TEXT BLOCK =
By parsing this query according to the rules of the SQL language, we get something that looks like this:

This is a simplified syntax tree — This was made by hand, and may not be exactly what the output of a real SQL parser looks like!This is a simplified syntax tree — This was made by hand, and may not be exactly what the output of a real SQL parser looks like!

The syntax trees produced by parsers are a very valuable type of intermediate representation; with a syntax tree, you can power features like syntax validation, code linting, and code formatting, since those tools only need knowledge of the syntax of the code you’ve written to work.

However, parsers also dutifully parse syntactically correct code that means nothing at all. To illustrate this, consider the famous sentence developed by linguistics + philosophy professor Noam Chomsky:

Colorless green ideas sleep furiously

That’s a perfectly valid, diagrammable, parsable sentence according to the rules of the English language. But that means absolutely nothing. In SQL engines, you need a way to imbue a syntax tree with additional metadata to understand whether or not it represents executable code. As described in our first post, Level 1 SQL Comprehension tools are not designed to provide this context. They can only provide pure syntax validation. Level 2 SQL Comprehension tools augment these syntax trees with meaning by fully **compiling **the SQL.

Level 2: Compiling

At Level 2, SQL comprehension tools use a compiler to bind metadata to the syntax tree to create a fully validated logical plan. Key concepts: Binders, Logical Plans, Compilers

Binders

tip

In SQL compilers, binders are programs that enhance + resolve syntax trees into logical plans.

In compilers, binders (also called analyzers or resolvers) combine additional metadata with a syntax tree representation and produce a richer, validated, executable intermediate representation. In the above English language example, in our heads, we’re binding our knowledge of the definitions of each of the words to the structure of the sentence, after which, we can derive meaning.

Binders are responsible for this process of resolution. They must bind additional information about the components of the written code (their types, their scopes, their memory implications) to the code you wrote to produce a valid, executable unit of computation.

GIVEN MATERIAL =
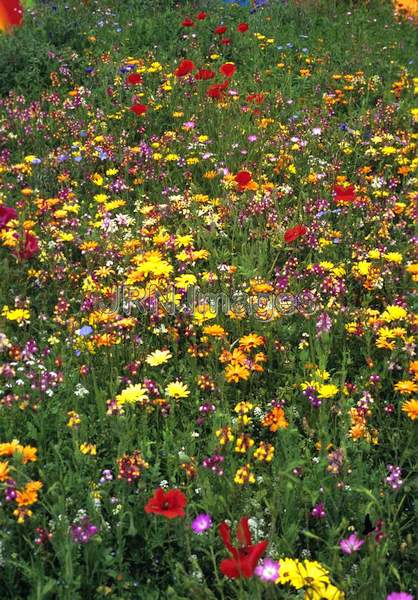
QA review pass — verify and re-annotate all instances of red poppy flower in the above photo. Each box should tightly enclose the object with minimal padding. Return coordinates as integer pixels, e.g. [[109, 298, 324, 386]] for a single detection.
[[246, 94, 264, 104], [131, 104, 148, 115], [0, 204, 17, 229], [284, 225, 308, 244], [206, 81, 228, 100], [194, 69, 215, 81], [145, 488, 187, 519], [218, 517, 268, 579], [235, 171, 252, 188], [334, 185, 356, 202], [174, 58, 196, 77], [219, 63, 237, 77], [126, 73, 142, 85], [0, 0, 23, 31]]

TASK LIST =
- 1) Reproduce the part of the SQL comprehension text that opens with the words containing "In SQL compilers, binders" and closes with "can derive meaning.".
- 2) Answer these questions using the SQL comprehension text:
(a) What features can a syntax tree power?
(b) What do Level 2 SQL comprehension tools use to bind metadata to the syntax tree?
(c) By what other names are binders also called?
- 3) List the key concepts that the SQL comprehension text names for Level 2.
Rely only on the text about SQL comprehension, not on the listing.

SOLUTION SET =
- 1)
In SQL compilers, binders are programs that enhance + resolve syntax trees into logical plans.

In compilers, binders (also called analyzers or resolvers) combine additional metadata with a syntax tree representation and produce a richer, validated, executable intermediate representation. In the above English language example, in our heads, we’re binding our knowledge of the definitions of each of the words to the structure of the sentence, after which, we can derive meaning.

- 2)
(a) Syntax validation, code linting, and code formatting.
(b) A compiler.
(c) Analyzers or resolvers.

- 3)
Binders
Logical Plans
Compilers